┌─ Data rows

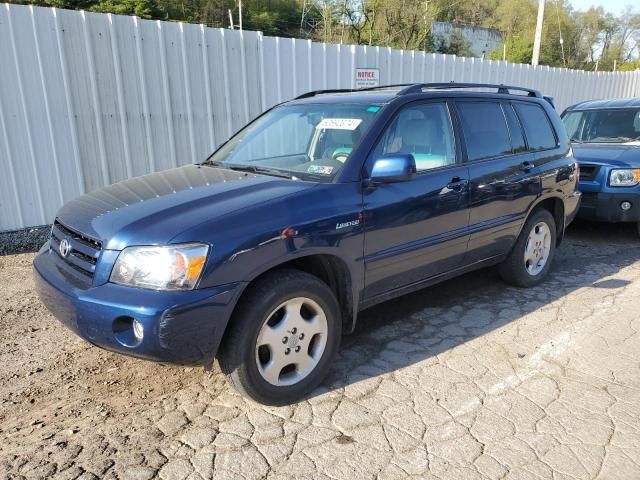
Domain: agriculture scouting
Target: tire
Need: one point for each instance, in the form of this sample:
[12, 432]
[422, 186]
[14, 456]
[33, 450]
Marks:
[265, 332]
[522, 267]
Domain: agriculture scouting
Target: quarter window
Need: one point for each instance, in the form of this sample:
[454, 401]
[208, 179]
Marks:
[485, 129]
[536, 126]
[423, 130]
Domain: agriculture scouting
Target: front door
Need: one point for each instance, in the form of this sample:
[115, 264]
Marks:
[416, 229]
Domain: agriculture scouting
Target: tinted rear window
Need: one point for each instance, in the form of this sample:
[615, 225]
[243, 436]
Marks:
[515, 129]
[485, 130]
[536, 126]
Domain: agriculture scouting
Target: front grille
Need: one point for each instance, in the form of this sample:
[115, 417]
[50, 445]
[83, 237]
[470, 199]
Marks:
[588, 172]
[83, 253]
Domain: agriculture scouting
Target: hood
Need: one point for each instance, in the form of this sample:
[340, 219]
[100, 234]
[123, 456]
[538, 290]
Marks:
[154, 208]
[604, 154]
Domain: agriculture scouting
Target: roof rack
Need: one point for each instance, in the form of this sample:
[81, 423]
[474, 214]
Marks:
[418, 87]
[313, 93]
[407, 88]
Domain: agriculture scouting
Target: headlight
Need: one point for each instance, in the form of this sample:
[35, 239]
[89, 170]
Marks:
[171, 267]
[624, 177]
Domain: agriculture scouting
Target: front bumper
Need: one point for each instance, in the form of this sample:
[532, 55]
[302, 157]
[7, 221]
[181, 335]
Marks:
[605, 206]
[179, 327]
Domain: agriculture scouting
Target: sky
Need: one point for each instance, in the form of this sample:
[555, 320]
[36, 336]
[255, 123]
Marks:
[614, 6]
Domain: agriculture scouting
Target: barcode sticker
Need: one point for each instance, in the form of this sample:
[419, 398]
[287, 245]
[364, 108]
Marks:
[339, 123]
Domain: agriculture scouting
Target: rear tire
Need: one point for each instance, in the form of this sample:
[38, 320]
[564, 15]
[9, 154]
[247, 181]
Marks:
[282, 338]
[531, 257]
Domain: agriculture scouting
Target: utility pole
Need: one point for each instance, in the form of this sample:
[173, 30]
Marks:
[538, 38]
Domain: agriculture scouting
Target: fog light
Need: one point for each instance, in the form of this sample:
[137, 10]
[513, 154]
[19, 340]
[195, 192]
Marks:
[138, 330]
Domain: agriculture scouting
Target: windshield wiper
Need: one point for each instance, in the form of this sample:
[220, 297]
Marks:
[260, 170]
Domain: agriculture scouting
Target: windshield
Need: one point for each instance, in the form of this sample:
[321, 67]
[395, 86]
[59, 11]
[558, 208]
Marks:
[620, 125]
[299, 141]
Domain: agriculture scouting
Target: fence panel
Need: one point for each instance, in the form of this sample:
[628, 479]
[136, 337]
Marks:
[89, 99]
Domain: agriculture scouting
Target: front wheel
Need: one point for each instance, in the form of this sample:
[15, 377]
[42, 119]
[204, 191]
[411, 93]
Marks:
[282, 337]
[530, 260]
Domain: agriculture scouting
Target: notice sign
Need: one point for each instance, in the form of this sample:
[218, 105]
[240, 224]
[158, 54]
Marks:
[367, 77]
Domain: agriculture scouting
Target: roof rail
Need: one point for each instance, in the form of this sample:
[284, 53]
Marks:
[407, 88]
[313, 93]
[418, 87]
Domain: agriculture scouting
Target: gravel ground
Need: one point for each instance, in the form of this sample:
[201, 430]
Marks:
[25, 240]
[468, 379]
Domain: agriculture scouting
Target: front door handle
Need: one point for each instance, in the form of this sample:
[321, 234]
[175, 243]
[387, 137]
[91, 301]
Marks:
[527, 166]
[457, 184]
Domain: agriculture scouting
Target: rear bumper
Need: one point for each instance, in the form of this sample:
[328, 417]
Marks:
[605, 206]
[179, 327]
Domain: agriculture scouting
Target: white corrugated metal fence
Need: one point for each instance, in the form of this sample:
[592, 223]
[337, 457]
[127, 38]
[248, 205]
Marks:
[89, 99]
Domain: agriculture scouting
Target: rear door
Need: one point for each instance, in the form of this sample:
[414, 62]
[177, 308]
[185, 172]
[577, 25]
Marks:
[417, 229]
[502, 175]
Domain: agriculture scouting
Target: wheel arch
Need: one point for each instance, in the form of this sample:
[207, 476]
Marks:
[555, 206]
[331, 270]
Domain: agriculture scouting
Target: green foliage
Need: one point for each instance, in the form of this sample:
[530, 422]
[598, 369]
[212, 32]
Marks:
[140, 8]
[454, 44]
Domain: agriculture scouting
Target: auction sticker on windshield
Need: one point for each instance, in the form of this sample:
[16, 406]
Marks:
[339, 123]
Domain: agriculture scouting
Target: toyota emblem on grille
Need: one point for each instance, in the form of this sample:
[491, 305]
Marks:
[65, 247]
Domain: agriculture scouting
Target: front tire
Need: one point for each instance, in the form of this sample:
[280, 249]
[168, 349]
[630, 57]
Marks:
[530, 260]
[282, 338]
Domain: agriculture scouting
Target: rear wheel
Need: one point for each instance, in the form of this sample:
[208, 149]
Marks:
[282, 338]
[530, 260]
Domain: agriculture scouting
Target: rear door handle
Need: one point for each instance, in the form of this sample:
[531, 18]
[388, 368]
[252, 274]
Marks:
[527, 166]
[457, 184]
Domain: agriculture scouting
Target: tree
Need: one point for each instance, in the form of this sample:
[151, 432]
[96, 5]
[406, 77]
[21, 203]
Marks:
[453, 44]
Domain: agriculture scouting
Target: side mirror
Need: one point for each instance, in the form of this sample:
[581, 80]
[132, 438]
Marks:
[393, 167]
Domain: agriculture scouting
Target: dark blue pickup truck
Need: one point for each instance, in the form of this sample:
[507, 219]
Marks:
[606, 143]
[264, 254]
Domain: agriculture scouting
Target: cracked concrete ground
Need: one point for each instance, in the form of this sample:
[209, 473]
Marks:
[470, 379]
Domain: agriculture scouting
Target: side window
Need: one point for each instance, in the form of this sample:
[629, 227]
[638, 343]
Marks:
[515, 129]
[485, 129]
[425, 131]
[536, 126]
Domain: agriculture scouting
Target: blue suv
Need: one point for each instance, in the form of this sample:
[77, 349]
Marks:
[264, 254]
[606, 143]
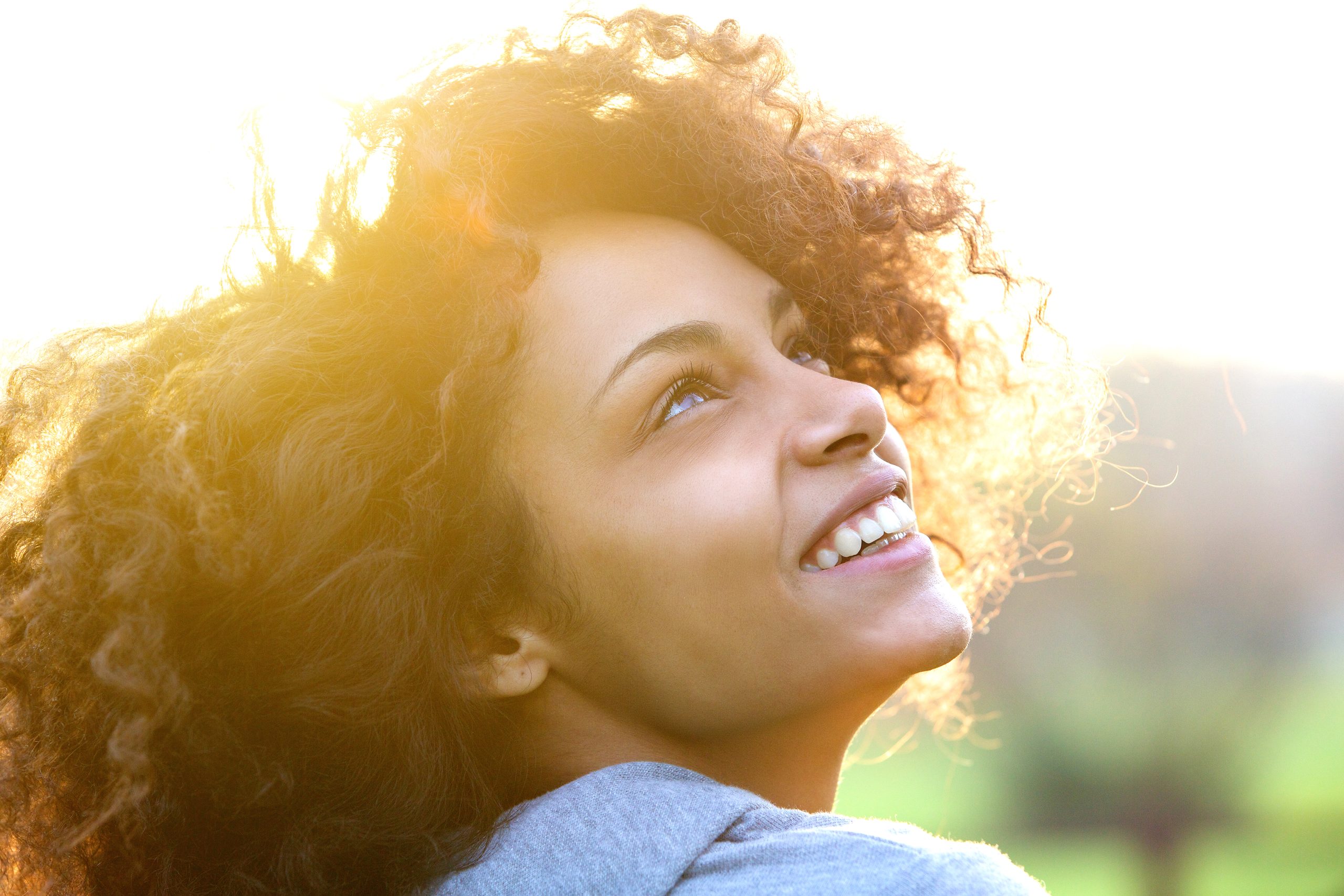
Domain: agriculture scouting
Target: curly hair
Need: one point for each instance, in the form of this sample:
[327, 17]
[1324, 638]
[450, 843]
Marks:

└─

● The problem
Repeat the data in full and exactly. Omit pictures.

● Complete response
Domain: agriculture scouting
Target: tire
Need: one point for each instance, in the form of this sample:
[12, 432]
[422, 186]
[14, 456]
[33, 450]
Marks:
[265, 332]
[522, 267]
Domain: agriculture scouting
Target: quarter window
Need: one point for each instance, in the form of this sample:
[454, 401]
[208, 179]
Marks:
[485, 129]
[536, 126]
[423, 130]
Domain: agriculture scouting
Target: front door
Need: one point for each instance, in the form of this sample:
[115, 264]
Marks:
[416, 229]
Domain: agriculture scouting
Target: tinted rear window
Need: one point for each instance, in the form of this sample:
[615, 225]
[243, 436]
Marks:
[515, 129]
[485, 130]
[536, 126]
Domain: agriculture scouting
Target: front grille
Need: one point for each instance, in the form of this sample:
[115, 417]
[50, 445]
[83, 237]
[470, 199]
Marks:
[588, 172]
[83, 253]
Domain: agriculture scouting
Target: hood
Need: one point for each instance, in the form of this sample:
[340, 219]
[100, 234]
[123, 456]
[538, 290]
Marks:
[154, 208]
[604, 154]
Domain: agriculture scouting
Target: roof rack
Need: one point for each instance, in the form of this sample:
[81, 423]
[474, 214]
Marks:
[418, 87]
[313, 93]
[407, 88]
Domain: agriculture scouting
Target: headlight
Need: one point for each instance, in the form of this sample:
[35, 239]
[89, 170]
Marks:
[171, 267]
[624, 177]
Domain: agriculture scouting
Target: front bumper
Need: one point for each instance, in the form of this sample:
[532, 55]
[302, 157]
[7, 221]
[181, 335]
Marks:
[605, 206]
[179, 327]
Domain: agriculture scouting
Target: sky
Need: one point for each instance, in the form of this sample:
[555, 320]
[36, 336]
[255, 123]
Marks:
[614, 6]
Domain: agriculture scouting
Target: barcode sticker
Need: one point for each instance, in the form of this sample:
[419, 398]
[287, 245]
[364, 108]
Marks:
[339, 123]
Domain: agriculture scouting
Target: rear tire
Need: one point for each instance, in the form of this sample:
[38, 320]
[564, 15]
[9, 154]
[247, 181]
Marks:
[282, 338]
[531, 257]
Domain: agriculture scouting
Target: utility pole
Need: one point for each instance, in the form of this sample:
[173, 30]
Marks:
[538, 38]
Domain: agriculture scouting
Target: fog light
Need: one point for each instance, in the form of this sample:
[137, 10]
[513, 154]
[19, 340]
[195, 192]
Marks:
[138, 330]
Domain: agriculture scouting
Target: windshield wiper
Need: one point for each instance, in the form of this sample:
[220, 297]
Marks:
[260, 170]
Domain: agriculture scouting
Target: windshield
Need: one point for each instance, in the form of this sample:
[321, 67]
[395, 86]
[59, 11]
[558, 208]
Marks:
[620, 125]
[299, 141]
Domain: agriculture scouting
Target: fence panel
Need: one point for each instance, in the form of this sample:
[628, 479]
[136, 337]
Marks:
[89, 99]
Domain: agriculture scouting
Target: front wheel
Need: one point for each instance, in the form of this sample:
[15, 377]
[42, 119]
[204, 191]
[411, 93]
Marks:
[282, 337]
[530, 260]
Domain: agriculture scouting
Target: notice sign
Need: one point for each instance, in the form of this sample:
[218, 105]
[240, 224]
[158, 54]
Marks:
[367, 77]
Domain: agriculture scouting
Target: roof rail
Need: one point for each instance, in the form of this sample:
[284, 53]
Marks:
[407, 88]
[313, 93]
[418, 87]
Domain: agriculture scouting
Target: gravel ground
Need: one point for each instance, in the form of this sample:
[201, 430]
Marks:
[25, 240]
[468, 379]
Domain: agriculture scouting
Target: front door handle
Need: one point for each instance, in the form of this sample:
[321, 234]
[175, 243]
[387, 137]
[91, 301]
Marks:
[527, 166]
[457, 184]
Domain: agriculture scouting
Target: rear bumper
Need: one point for each instance, in the form of this sample:
[328, 417]
Marks:
[605, 206]
[179, 327]
Domain: agriculture scouting
Target: white corrugated metal fence
Need: one point for each instance, in the form of this sample:
[592, 223]
[337, 457]
[127, 38]
[248, 205]
Marks:
[89, 99]
Domain: agriculture scouting
Target: rear door
Need: one point for each instance, in the form of this sample:
[414, 62]
[177, 308]
[185, 172]
[577, 25]
Marks:
[417, 229]
[502, 175]
Domain: agriculture scouting
Target: wheel arch
Need: one point for each instance, in the form of this sample:
[207, 476]
Marks:
[555, 206]
[331, 270]
Domain: agriculture scouting
Target: green foliage
Need: one point for each instance, in the form of this sample:
[530, 422]
[598, 369]
[212, 32]
Marks:
[140, 8]
[454, 44]
Domain: agriculture scouting
Target: auction sticker on windshield
Need: one point for each instance, in the form of this sample:
[16, 406]
Marks:
[339, 123]
Domain: agriculture scouting
Target: toyota emblem on grille
Need: one point for each instance, in the form of this sample:
[491, 305]
Marks:
[65, 247]
Domain: agriculture scouting
Target: front tire
Need: one point for each instance, in the form of this sample:
[280, 249]
[168, 349]
[630, 57]
Marks:
[530, 260]
[282, 338]
Domain: agriculture scouting
Target: rear wheel
Need: one point for each instance, in the form of this sample:
[208, 149]
Marks:
[282, 338]
[530, 260]
Domain: agriculture scouting
Target: rear door handle
Need: one point for each instance, in the form of this sample:
[531, 18]
[388, 368]
[252, 274]
Marks:
[527, 166]
[457, 184]
Domain: agriculture scouting
Target: tree
Need: one point for each instance, in the form of this sample:
[151, 432]
[96, 5]
[406, 77]
[21, 203]
Marks:
[453, 44]
Domain: agriculture scouting
Target: side mirror
Need: one point for each instance, in the form of this sample:
[581, 80]
[132, 438]
Marks:
[393, 167]
Domain: agriculture scouting
Target: dark blue pickup truck
Need: one point for each instance, in the form of this sample:
[507, 219]
Marks:
[606, 143]
[264, 254]
Domain: agriculture scouting
Target: cracked concrete ground
Need: one point for each instance, in the form of this sample:
[209, 473]
Marks:
[470, 379]
Domain: agriculture scouting
Target: side window
Need: one point for each instance, in the form of this sample:
[629, 227]
[638, 343]
Marks:
[515, 129]
[485, 129]
[425, 131]
[536, 126]
Domain: agriculture scouting
Target: blue suv
Need: one point for each instance, in the form of this sample:
[77, 349]
Marks:
[264, 254]
[606, 143]
Domain: agriculture scouting
Target: curly hair
Need: one point for each instance, in the form of this sample:
[327, 17]
[1324, 638]
[450, 843]
Marks:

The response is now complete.